Data to use:
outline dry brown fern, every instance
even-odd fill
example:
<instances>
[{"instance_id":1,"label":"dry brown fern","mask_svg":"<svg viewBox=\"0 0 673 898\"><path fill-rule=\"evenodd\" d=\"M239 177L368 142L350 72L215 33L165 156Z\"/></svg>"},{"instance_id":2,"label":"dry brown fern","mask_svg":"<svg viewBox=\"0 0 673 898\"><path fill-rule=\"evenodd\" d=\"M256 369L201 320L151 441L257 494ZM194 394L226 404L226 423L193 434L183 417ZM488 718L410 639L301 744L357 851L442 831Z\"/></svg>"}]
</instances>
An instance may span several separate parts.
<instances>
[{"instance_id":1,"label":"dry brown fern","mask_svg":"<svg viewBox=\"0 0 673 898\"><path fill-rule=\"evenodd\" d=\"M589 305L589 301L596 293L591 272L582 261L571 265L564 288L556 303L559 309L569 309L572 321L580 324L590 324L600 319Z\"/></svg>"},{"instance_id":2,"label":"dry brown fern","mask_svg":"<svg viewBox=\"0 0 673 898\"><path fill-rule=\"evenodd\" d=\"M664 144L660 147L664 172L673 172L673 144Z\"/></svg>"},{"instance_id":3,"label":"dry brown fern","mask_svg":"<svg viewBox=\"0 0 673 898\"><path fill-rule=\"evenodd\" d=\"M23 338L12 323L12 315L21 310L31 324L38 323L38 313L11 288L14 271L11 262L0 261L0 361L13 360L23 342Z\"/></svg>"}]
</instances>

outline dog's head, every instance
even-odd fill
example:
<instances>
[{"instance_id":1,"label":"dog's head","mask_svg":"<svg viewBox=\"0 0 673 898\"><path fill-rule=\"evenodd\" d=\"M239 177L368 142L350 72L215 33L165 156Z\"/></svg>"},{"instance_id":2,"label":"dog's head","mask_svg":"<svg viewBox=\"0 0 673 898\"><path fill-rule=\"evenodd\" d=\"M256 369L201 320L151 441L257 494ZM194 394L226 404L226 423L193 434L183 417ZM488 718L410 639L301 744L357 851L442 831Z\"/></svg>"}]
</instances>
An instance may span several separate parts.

Objective:
Pull out every line of the rows above that contains the string "label", and copy each one unchanged.

Answer in full:
[{"instance_id":1,"label":"dry brown fern","mask_svg":"<svg viewBox=\"0 0 673 898\"><path fill-rule=\"evenodd\" d=\"M239 177L368 142L350 72L215 33L165 156Z\"/></svg>"},{"instance_id":2,"label":"dry brown fern","mask_svg":"<svg viewBox=\"0 0 673 898\"><path fill-rule=\"evenodd\" d=\"M256 369L201 320L151 441L257 494ZM194 394L226 404L226 423L193 434L183 417ZM488 718L410 639L301 744L357 851L442 831Z\"/></svg>"}]
[{"instance_id":1,"label":"dry brown fern","mask_svg":"<svg viewBox=\"0 0 673 898\"><path fill-rule=\"evenodd\" d=\"M589 305L589 301L596 293L591 272L582 261L571 265L564 288L556 303L559 309L569 309L572 321L580 324L590 324L600 319Z\"/></svg>"},{"instance_id":2,"label":"dry brown fern","mask_svg":"<svg viewBox=\"0 0 673 898\"><path fill-rule=\"evenodd\" d=\"M664 144L660 147L664 172L673 172L673 144Z\"/></svg>"},{"instance_id":3,"label":"dry brown fern","mask_svg":"<svg viewBox=\"0 0 673 898\"><path fill-rule=\"evenodd\" d=\"M23 338L12 323L12 315L21 310L31 324L38 323L38 313L11 288L14 271L11 262L0 261L0 361L13 360L23 342Z\"/></svg>"}]
[{"instance_id":1,"label":"dog's head","mask_svg":"<svg viewBox=\"0 0 673 898\"><path fill-rule=\"evenodd\" d=\"M239 177L368 142L350 72L215 33L165 156Z\"/></svg>"},{"instance_id":2,"label":"dog's head","mask_svg":"<svg viewBox=\"0 0 673 898\"><path fill-rule=\"evenodd\" d=\"M256 369L201 320L151 441L257 494ZM194 394L226 404L226 423L193 434L183 417ZM488 718L410 639L301 744L357 851L442 831Z\"/></svg>"}]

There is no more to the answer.